Extract each line of the records that contains the string "cloud".

>>>>>

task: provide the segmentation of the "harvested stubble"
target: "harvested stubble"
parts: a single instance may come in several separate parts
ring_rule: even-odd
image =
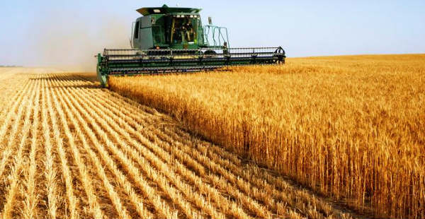
[[[356,216],[84,75],[24,71],[1,100],[4,218]]]
[[[111,90],[377,217],[425,217],[425,55],[111,78]],[[214,178],[211,178],[212,180]]]

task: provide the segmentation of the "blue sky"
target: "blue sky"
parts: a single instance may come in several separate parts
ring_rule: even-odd
[[[289,57],[425,52],[425,1],[1,1],[0,64],[91,68],[129,46],[144,6],[202,8],[232,47],[282,46]]]

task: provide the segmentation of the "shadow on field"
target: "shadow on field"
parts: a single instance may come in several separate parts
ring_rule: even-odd
[[[45,75],[39,78],[30,78],[32,81],[50,81],[61,83],[57,85],[50,85],[50,88],[101,88],[97,83],[96,76],[86,73],[53,73]],[[71,82],[71,83],[70,83]]]

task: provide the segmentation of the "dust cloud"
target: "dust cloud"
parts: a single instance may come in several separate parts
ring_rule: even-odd
[[[96,18],[63,12],[42,15],[28,28],[27,64],[96,71],[94,56],[104,48],[130,47],[131,22],[116,15],[103,14]]]

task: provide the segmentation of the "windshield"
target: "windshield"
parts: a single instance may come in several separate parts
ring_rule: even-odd
[[[181,42],[196,43],[196,20],[186,18],[173,18],[170,42],[173,44]]]

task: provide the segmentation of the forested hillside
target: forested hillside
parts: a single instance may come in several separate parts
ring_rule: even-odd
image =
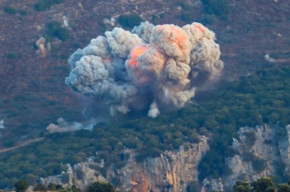
[[[155,119],[96,126],[92,132],[81,130],[47,135],[40,143],[1,154],[0,188],[11,187],[19,179],[33,184],[40,177],[65,170],[63,165],[93,156],[96,161],[104,159],[106,166],[114,163],[121,167],[128,158],[123,152],[124,147],[135,149],[137,159],[141,161],[177,149],[186,141],[198,142],[199,135],[210,134],[210,149],[199,165],[200,179],[225,176],[231,170],[224,157],[235,154],[230,146],[233,138],[238,139],[240,127],[263,123],[273,126],[278,121],[282,127],[290,122],[289,73],[289,67],[271,67],[237,81],[223,82],[222,88],[200,92],[195,104]]]

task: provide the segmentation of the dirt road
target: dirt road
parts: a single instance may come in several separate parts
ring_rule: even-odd
[[[34,143],[35,142],[37,142],[37,141],[41,141],[41,140],[43,139],[44,138],[44,137],[41,137],[40,138],[38,138],[36,139],[32,139],[32,140],[30,140],[28,141],[27,141],[25,142],[24,142],[23,143],[20,143],[19,145],[18,145],[17,146],[14,146],[14,147],[10,147],[9,148],[7,148],[7,149],[0,149],[0,153],[3,153],[5,152],[6,152],[6,151],[11,151],[11,150],[13,150],[14,149],[17,149],[18,147],[22,147],[23,146],[24,146],[26,145],[28,145],[28,144],[30,144],[33,143]]]

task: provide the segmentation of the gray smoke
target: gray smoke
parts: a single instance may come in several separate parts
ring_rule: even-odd
[[[57,119],[57,125],[53,123],[50,124],[46,127],[46,130],[50,133],[73,131],[81,129],[91,131],[94,126],[97,122],[95,120],[92,119],[86,124],[77,122],[69,123],[66,121],[62,117]]]
[[[4,120],[2,120],[0,121],[0,129],[3,129],[5,128],[4,126]]]
[[[223,63],[215,40],[197,23],[180,27],[145,22],[131,32],[116,27],[72,55],[65,82],[106,105],[112,115],[151,105],[148,116],[155,117],[158,106],[183,107],[219,74]]]

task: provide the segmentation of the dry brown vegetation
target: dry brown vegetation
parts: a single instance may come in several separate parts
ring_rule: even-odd
[[[67,0],[41,12],[34,8],[37,1],[0,2],[0,119],[4,119],[8,130],[2,134],[2,141],[11,136],[28,136],[23,139],[35,136],[61,116],[83,120],[82,96],[64,82],[70,70],[66,59],[91,38],[112,29],[104,19],[130,12],[155,24],[181,26],[186,24],[181,19],[183,14],[193,22],[202,22],[205,18],[202,5],[195,0],[187,1],[188,10],[178,9],[177,0]],[[228,20],[216,18],[209,27],[220,46],[225,63],[223,77],[232,79],[272,65],[264,61],[266,54],[289,49],[290,1],[230,1]],[[6,13],[4,8],[9,6],[27,14]],[[51,52],[42,57],[36,53],[35,42],[46,33],[49,22],[62,22],[63,16],[68,21],[70,39],[53,39]],[[283,59],[286,62],[280,65],[289,64],[289,60]]]

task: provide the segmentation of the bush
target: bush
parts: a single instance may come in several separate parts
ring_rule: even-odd
[[[115,192],[114,187],[110,183],[98,181],[91,184],[86,192]]]
[[[40,0],[34,5],[37,11],[44,11],[50,8],[54,4],[59,4],[64,2],[64,0]]]
[[[184,22],[188,23],[192,22],[192,17],[188,13],[182,13],[180,15],[180,18]]]
[[[222,19],[226,19],[229,13],[229,0],[202,0],[206,12],[214,14]]]
[[[126,28],[133,28],[139,25],[143,21],[140,16],[136,14],[122,15],[118,18],[119,24]]]
[[[25,180],[20,180],[14,185],[16,192],[24,192],[28,188],[28,184]]]
[[[16,59],[18,57],[18,54],[14,52],[10,52],[7,55],[7,56],[8,59]]]
[[[65,41],[70,37],[70,31],[66,27],[61,27],[61,24],[57,21],[53,21],[48,23],[48,34]],[[46,35],[46,36],[47,37]],[[49,40],[49,38],[48,38]]]
[[[43,183],[38,184],[33,187],[33,191],[46,191],[48,189],[47,186]]]
[[[4,9],[4,11],[5,13],[9,14],[16,14],[17,13],[17,10],[11,6],[5,7]]]
[[[65,27],[61,27],[56,31],[55,36],[61,40],[66,41],[70,38],[70,31]]]

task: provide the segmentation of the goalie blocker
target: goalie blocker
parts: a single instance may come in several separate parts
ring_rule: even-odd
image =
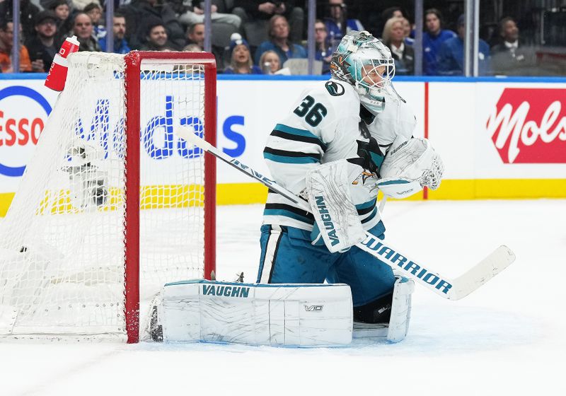
[[[398,278],[390,322],[358,325],[345,284],[167,284],[152,304],[145,338],[316,346],[348,344],[353,335],[396,342],[407,334],[413,289],[412,281]]]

<<<<<

Completed task
task: provide the segmentation of the "dust cloud"
target: "dust cloud"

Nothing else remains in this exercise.